*** Opening Provided passage ***
Administration of the K Ca channel activator SKA-31 improves endothelial function in the aorta of atherosclerosis-prone mice

Introduction Atherosclerosis remains a major risk factor for vascular dysfunction and cardiovascular (CV) disease. Pharmacological enhancement of endothelial Ca 2+ -activated K + channel activity (i.e., K Ca 2.3 and K Ca 3.1) opposes vascular dysfunction associated with ageing and type 2 diabetes (T2D) in ex vivo and in vivo preparations. In the current study, we have investigated the efficacy of this strategy to mitigate endothelial dysfunction in the setting of atherogenesis. Methods Male apolipoprotein E knockout (Apoe −/− ) mice fed a high fat diet (HFD) were treated daily with the K Ca channel activator SKA-31 (10 mg/kg), the K Ca 3.1 channel blocker senicapoc (40 mg/kg), or drug vehicle for 12-weeks. Endothelium-dependent and -independent relaxation and vasocontractility were measured in abdominal aorta by wire myography. The development of atherosclerosis in the thoracic aorta was characterized by Oil Red O staining and immunohistochemistry. Key vasorelaxant signaling proteins were quantified by q-PCR. Results Endothelium-dependent relaxation of phenylephrine-constricted aortic rings was impaired in Apoe −/− HFD mice (53%) vs. wild-type (WT) controls (80%, P < 0.0001), consistent with endothelial dysfunction. Treatment of Apoe −/− HFD mice with SKA-31, but not senicapoc, restored maximal relaxation to the WT level. Phenylephrine-evoked contraction was similar in WT and vehicle/drug treated Apoe −/− mice, as was the maximal relaxation induced by the endothelium-independent vasodilator sodium nitroprusside. mRNA expression for eNOS, K Ca 3.1, K Ca 2.3 and TRPV4 channels in the abdominal aorta was unaffected by either SKA-31 or senicapoc treatment. Fatty plaque formation, tissue collagen, α-smooth muscle actin and resident macrophages in the aortic sinus were also unaltered by either treatment vs. vehicle treated Apoe −/− HFD mice. Conclusion Our data show that prolonged administration of the K Ca channel activator SKA-31 improved endothelial function without modifying fatty plaque formation in the aorta of Apoe −/− mice.
*** Closing Provided passage ***
[Exercise tasks]
1. Answer these questions from the SKA-31 abstract:
(a) What daily dose of SKA-31 were the mice given?
(b) Which methods were used to describe the development of atherosclerosis in the thoracic aorta?
(c) What level of endothelium-dependent relaxation did the wild-type controls reach?
2. Rewrite the paragraph of the SKA-31 abstract that begins "Introduction Atherosclerosis remains" as a short bulleted list that keeps its main facts.
3. Summarize the SKA-31 abstract in two sentences.
*** Opening Data extracts ***
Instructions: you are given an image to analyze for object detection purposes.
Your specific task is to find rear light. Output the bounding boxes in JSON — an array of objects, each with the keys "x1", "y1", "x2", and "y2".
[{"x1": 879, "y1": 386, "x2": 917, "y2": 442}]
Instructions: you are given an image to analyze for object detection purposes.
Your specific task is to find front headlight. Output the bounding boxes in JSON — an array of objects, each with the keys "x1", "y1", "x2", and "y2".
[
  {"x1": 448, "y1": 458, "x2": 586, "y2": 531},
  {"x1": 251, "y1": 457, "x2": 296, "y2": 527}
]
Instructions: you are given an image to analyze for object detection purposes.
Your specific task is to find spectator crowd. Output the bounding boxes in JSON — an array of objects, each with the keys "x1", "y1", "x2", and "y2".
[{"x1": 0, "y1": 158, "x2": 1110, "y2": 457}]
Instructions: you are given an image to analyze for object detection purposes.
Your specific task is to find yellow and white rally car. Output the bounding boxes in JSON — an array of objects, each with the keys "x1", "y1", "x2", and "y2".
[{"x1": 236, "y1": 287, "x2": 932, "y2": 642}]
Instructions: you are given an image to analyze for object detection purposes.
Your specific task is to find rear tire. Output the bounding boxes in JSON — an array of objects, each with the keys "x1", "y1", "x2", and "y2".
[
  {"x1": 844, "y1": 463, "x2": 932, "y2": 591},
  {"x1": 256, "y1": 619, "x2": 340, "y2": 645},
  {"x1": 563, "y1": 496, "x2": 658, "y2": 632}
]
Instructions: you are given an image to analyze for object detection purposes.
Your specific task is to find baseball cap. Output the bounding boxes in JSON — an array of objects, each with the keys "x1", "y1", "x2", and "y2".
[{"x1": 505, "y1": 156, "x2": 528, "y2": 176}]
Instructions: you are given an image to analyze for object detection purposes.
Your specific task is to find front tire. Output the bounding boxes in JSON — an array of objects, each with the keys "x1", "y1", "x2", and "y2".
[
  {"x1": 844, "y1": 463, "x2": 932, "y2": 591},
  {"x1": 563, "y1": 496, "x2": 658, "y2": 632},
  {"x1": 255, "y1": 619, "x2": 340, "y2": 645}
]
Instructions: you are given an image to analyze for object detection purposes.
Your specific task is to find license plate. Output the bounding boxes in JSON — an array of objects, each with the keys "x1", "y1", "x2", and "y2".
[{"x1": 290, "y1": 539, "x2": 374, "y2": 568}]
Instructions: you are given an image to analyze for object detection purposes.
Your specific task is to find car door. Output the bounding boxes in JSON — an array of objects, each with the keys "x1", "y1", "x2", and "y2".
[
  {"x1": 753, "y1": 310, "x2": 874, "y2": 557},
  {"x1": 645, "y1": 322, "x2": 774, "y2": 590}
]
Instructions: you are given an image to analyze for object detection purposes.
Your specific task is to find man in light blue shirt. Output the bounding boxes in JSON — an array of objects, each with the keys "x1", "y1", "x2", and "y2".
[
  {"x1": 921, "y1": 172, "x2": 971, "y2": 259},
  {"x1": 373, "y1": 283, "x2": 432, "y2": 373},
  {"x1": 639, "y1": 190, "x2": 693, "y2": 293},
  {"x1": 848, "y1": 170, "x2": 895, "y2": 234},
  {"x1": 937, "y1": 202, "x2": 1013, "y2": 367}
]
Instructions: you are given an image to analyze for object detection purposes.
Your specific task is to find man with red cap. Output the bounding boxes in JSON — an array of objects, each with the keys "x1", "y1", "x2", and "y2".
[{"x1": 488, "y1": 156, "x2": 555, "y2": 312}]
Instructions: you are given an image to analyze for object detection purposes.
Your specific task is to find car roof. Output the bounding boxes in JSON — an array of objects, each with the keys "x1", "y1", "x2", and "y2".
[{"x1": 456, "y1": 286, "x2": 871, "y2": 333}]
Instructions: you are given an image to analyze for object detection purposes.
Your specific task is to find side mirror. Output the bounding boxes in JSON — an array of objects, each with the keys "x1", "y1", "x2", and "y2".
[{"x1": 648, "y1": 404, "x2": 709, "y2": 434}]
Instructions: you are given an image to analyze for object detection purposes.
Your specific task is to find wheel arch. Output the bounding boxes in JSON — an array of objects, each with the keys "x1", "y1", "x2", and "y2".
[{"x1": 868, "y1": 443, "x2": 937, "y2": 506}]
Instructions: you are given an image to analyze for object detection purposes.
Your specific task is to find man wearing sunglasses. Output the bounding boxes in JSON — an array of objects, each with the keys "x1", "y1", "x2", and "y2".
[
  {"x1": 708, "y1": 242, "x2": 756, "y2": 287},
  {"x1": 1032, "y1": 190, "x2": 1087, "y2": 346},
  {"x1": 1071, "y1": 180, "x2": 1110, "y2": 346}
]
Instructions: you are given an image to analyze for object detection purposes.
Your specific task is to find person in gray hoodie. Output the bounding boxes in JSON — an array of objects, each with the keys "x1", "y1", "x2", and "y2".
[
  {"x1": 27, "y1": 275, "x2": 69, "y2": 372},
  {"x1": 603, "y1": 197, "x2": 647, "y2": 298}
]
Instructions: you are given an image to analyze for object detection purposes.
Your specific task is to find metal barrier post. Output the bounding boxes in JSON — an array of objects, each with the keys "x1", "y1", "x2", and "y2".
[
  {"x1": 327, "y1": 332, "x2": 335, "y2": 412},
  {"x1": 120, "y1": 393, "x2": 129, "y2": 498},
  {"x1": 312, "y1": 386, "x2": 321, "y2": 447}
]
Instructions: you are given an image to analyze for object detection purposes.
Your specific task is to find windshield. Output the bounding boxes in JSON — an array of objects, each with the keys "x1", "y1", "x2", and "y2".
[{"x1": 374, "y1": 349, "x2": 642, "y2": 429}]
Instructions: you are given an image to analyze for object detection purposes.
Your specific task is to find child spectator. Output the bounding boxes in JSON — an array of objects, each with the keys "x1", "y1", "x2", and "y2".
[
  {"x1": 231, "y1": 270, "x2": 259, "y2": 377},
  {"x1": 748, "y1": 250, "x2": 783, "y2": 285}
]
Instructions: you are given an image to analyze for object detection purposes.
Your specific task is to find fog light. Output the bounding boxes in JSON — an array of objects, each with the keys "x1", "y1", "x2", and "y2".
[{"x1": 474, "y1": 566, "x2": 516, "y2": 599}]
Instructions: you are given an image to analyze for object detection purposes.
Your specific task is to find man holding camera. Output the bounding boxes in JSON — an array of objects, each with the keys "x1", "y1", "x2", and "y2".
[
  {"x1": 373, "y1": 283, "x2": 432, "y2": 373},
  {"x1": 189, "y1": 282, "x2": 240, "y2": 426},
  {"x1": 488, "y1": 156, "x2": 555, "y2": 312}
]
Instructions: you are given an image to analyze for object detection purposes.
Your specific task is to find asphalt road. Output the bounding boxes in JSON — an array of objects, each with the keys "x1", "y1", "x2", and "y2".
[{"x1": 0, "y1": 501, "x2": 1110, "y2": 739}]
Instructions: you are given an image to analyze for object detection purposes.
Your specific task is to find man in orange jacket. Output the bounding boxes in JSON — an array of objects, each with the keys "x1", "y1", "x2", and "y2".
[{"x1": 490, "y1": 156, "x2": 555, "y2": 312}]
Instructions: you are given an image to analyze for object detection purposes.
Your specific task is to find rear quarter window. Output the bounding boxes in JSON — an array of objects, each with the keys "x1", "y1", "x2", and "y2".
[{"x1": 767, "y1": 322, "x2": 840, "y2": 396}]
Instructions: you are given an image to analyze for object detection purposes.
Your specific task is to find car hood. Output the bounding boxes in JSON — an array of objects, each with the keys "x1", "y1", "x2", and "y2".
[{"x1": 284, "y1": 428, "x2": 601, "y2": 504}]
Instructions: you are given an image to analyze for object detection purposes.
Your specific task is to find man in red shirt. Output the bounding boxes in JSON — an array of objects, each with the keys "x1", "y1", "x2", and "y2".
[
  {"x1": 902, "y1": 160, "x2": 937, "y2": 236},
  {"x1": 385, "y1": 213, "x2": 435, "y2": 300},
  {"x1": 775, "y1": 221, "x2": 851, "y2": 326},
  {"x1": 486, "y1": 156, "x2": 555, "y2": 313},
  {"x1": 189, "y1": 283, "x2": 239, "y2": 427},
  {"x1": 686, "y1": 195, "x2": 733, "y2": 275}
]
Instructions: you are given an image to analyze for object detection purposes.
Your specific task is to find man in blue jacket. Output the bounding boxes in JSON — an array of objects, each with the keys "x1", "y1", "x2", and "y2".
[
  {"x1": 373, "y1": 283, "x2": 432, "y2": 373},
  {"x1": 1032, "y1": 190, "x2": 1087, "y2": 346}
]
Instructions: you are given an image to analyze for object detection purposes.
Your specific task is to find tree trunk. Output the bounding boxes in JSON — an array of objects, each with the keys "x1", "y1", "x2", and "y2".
*** Closing Data extracts ***
[Answers to the exercises]
1.
(a) 10 mg/kg
(b) Oil Red O staining and immunohistochemistry
(c) 80%

2.
- Atherosclerosis is a major risk factor for vascular dysfunction and cardiovascular disease.
- Boosting endothelial KCa2.3 and KCa3.1 channel activity opposes vascular dysfunction linked to ageing and type 2 diabetes. The study tested whether this approach also reduces endothelial dysfunction during atherogenesis.
- Male Apoe−/− mice on a high fat diet received SKA-31 (10 mg/kg), senicapoc (40 mg/kg), or drug vehicle daily for 12 weeks.
- Relaxation and contraction of the abdominal aorta were measured by wire myography. Atherosclerosis in the thoracic aorta was assessed by Oil Red O staining and immunohistochemistry, and signaling proteins were measured by q-PCR.
- Endothelium-dependent relaxation was impaired in Apoe−/− HFD mice (53%) compared with wild-type mice (80%). SKA-31, but not senicapoc, restored it to the wild-type level.
- Phenylephrine-evoked contraction was similar across groups, and so was maximal relaxation to sodium nitroprusside.
- Neither drug changed mRNA levels of eNOS, KCa3.1, KCa2.3 or TRPV4.
- Neither drug changed fatty plaque, collagen, α-smooth muscle actin or macrophages in the aortic sinus.
- Long-term SKA-31 improved endothelial function without changing fatty plaque formation.

3. In male Apoe−/− mice fed a high fat diet, 12 weeks of daily treatment with the KCa channel activator SKA-31, but not the KCa3.1 blocker senicapoc, restored endothelium-dependent relaxation of the aorta to the level seen in wild-type mice. Neither treatment changed fatty plaque formation, tissue makeup in the aortic sinus, or mRNA expression of key vasorelaxant signaling proteins.